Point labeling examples
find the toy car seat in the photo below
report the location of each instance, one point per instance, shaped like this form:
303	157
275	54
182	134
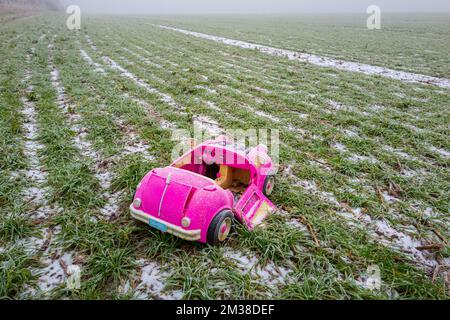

> _Task description_
Duplicate every entry above verbatim, omitting the pictures.

> _Expected answer_
find the toy car seat in the photo below
report the location of each instance, one point per instance, shaped like this form:
303	157
275	54
182	134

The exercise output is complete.